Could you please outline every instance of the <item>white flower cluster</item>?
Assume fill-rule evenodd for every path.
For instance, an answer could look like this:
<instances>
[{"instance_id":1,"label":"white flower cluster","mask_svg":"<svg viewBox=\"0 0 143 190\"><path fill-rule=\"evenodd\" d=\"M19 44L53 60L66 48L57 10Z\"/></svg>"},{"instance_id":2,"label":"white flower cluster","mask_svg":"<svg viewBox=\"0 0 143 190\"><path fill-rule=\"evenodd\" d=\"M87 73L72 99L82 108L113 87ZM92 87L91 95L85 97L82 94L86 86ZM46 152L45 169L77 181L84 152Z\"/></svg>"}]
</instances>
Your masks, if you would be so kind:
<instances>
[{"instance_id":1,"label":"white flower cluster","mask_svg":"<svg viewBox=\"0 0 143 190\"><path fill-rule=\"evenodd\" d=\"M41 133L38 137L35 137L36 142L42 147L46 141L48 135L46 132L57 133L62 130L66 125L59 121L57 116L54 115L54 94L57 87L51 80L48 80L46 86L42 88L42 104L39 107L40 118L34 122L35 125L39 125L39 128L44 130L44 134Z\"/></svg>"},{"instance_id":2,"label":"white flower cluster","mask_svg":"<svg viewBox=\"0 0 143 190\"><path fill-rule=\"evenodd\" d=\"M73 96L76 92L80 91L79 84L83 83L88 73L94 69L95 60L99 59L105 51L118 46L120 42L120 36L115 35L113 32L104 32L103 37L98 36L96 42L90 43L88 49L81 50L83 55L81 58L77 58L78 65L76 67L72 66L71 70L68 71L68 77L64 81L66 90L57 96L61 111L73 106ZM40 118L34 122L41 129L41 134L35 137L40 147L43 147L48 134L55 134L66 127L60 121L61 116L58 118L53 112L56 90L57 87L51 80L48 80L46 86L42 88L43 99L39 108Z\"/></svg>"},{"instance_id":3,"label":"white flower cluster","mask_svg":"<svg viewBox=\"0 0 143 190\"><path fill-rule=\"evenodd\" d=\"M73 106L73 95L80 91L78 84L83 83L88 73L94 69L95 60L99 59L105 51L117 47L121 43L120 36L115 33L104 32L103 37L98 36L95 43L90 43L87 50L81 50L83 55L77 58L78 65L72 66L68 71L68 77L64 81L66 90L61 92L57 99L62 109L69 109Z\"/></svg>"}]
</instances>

- _STATED PROBLEM_: Write the entire listing out again, word for word.

- _RESPONSE TO THIS TASK_:
Could you please outline every instance of the <item>white flower cluster</item>?
Assume fill-rule evenodd for every path.
For instance, an answer could look like this:
<instances>
[{"instance_id":1,"label":"white flower cluster","mask_svg":"<svg viewBox=\"0 0 143 190\"><path fill-rule=\"evenodd\" d=\"M19 44L53 60L66 48L57 10Z\"/></svg>"},{"instance_id":2,"label":"white flower cluster","mask_svg":"<svg viewBox=\"0 0 143 190\"><path fill-rule=\"evenodd\" d=\"M87 73L72 99L82 108L113 87ZM92 87L91 95L85 97L82 94L86 86ZM46 152L45 169L77 181L84 152Z\"/></svg>"}]
</instances>
Your masks, if you would be so kind:
<instances>
[{"instance_id":1,"label":"white flower cluster","mask_svg":"<svg viewBox=\"0 0 143 190\"><path fill-rule=\"evenodd\" d=\"M41 133L38 137L35 137L36 142L42 147L46 141L48 135L46 132L57 133L62 130L66 125L59 121L57 116L54 115L54 94L57 87L51 80L48 80L46 86L42 88L42 104L39 107L40 118L34 122L35 125L39 125L39 128L44 130L44 134Z\"/></svg>"},{"instance_id":2,"label":"white flower cluster","mask_svg":"<svg viewBox=\"0 0 143 190\"><path fill-rule=\"evenodd\" d=\"M73 96L76 92L80 91L79 84L83 83L88 73L94 69L95 60L99 59L105 51L118 46L120 42L120 36L115 35L113 32L104 32L103 37L98 36L96 42L90 43L88 49L81 50L83 55L81 58L77 58L78 65L76 67L72 66L71 70L68 71L68 77L64 81L66 90L57 96L61 111L73 106ZM40 118L34 122L41 129L41 134L35 137L40 147L43 147L48 134L55 134L66 127L60 121L61 116L58 118L53 112L56 90L57 87L51 80L48 80L46 86L42 88L43 99L39 108Z\"/></svg>"},{"instance_id":3,"label":"white flower cluster","mask_svg":"<svg viewBox=\"0 0 143 190\"><path fill-rule=\"evenodd\" d=\"M73 106L73 95L80 91L78 84L83 83L88 73L94 69L95 60L99 59L105 51L117 47L121 43L120 36L115 33L104 32L103 37L98 36L95 43L90 43L87 50L81 50L83 55L77 58L78 65L72 66L68 71L68 77L64 81L66 90L61 92L57 99L62 109L69 109Z\"/></svg>"}]
</instances>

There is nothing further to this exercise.